所给文本:
..........

EV1527协议应用
EV1527协议应用
- EV1527 帧结构
- 解码原理
- 实现代码
EV1527 帧结构
EV1527 每帧数据由同步码和 24 位的数据码组成,数据码又分为地址码(20 位)和按键码(4 位)。
以 433Mhz EV1527 遥控器为例,遥控波形如下。
bit0:400us 高电平+800us 低电平
bit1:1ms 高电平+200us 低电平
| 同步码 | 数据码(20位) | D0 | D1 | D2 | D3 |
|---|
同步码(黑色线条部分):高电平 400us+低电平 9ms。
地址码(橙色线条部分):20 个数据位,共 24ms。
按键码(红色线条部分):4 个数据位,共 4.8ms。
解码原理
同步码和 bit1、bit0 的低电平持续时间都不一样。通过定时器计算低电平时间来判断同步码、bit1、bit0。
实现代码
本次使用STC8作为底板
/****************************************************************************
支持433M、315M等常用频段的1527协议的接收以及解析
****************************************************************************/
#ifndef _ASR_RCSWITCH_H
#define _ASR_RCSWITCH_H
#include "asr.h"
#ifndef TW_ASR_PRO
#include "asr_delay.h"
#endif
// Number of maximum _high/Low changes per packet.
// We can handle up to (unsigned long) => 32 bit * 2 H/L changes per bit + 2 for sync
#define RCSWITCH_MAX_CHANGES 67
static uint8_t nReceiverInterrupt;
class RCSwitch
{
public:
// RCSwitch(uint8_t tx_pin, timer_base_t timer);
RCSwitch();
void enableReceive(uint8_t interrupt);
void disableReceive();
bool available();
void resetAvailable();
uint32_t getReceivedValue();
unsigned int getReceivedBitlength();
unsigned int getReceivedDelay();
unsigned int getReceivedProtocol();
unsigned int* getReceivedRawdata();
void setReceiveTolerance(int nPercent);
/**
* Description of a single pule, which consists of a _high signal
* whose duration is "_high" times the base pulse length, followed
* by a _low signal lasting "_low" times the base pulse length.

..........

数据行:
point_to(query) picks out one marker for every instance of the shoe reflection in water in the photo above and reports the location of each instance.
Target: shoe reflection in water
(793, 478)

..........

问题:
[A] 根据EV1527协议一文回答下列问题:
(i) 数据码中的地址码占多少位?
(ii) bit1 的高电平和低电平各持续多长时间?
(iii) 代码中的 RCSWITCH_MAX_CHANGES 被定义为多少?
[B] 请从EV1527协议一文最后一句之后接着往下写完下一部分。

依次作答:
[A]
(i) 20 位。
(ii) 高电平 1ms,低电平 200us。
(iii) 67。

[B]
* Thus, the pulse overall lasts (_high+_low)*pulseLength
*/
struct HighLow {
uint8_t _high;
uint8_t _low;
};
struct Protocol {
uint16_t pulseLength; //同步头高电平脉宽(us)
HighLow syncFactor; /* 同步头的高电平和低电平脉宽比 */
HighLow zero; /* 数据0的高电平和低电平脉宽比 */
HighLow one; /* 数据1的高电平和低电平脉宽比 */
/**
* If true, interchange _high and _low logic levels in all transmissions.
*
* By default, RCSwitch assumes that any signals it sends or receives
* can be broken down into pulses which start with a _high signal level,
* followed by a a _low signal level. This is e.g. the case for the
* popular PT 2260 encoder chip, and thus many switches out there.
*
* But some devices do it the other way around, and start with a _low
* signal level, followed by a _high signal level, e.g. the HT6P20B. To
* accommodate this, one can set invertedSignal to true, which causes
* RCSwitch to change how it interprets any HighLow struct FOO: It will
* then assume transmissions start with a _low signal lasting
* FOO._high*pulseLength microseconds, followed by a _high signal lasting
* FOO._low*pulseLength microseconds.
*/
bool invertedSignal; //如果为真,则交换所有传输中_high和_low的逻辑。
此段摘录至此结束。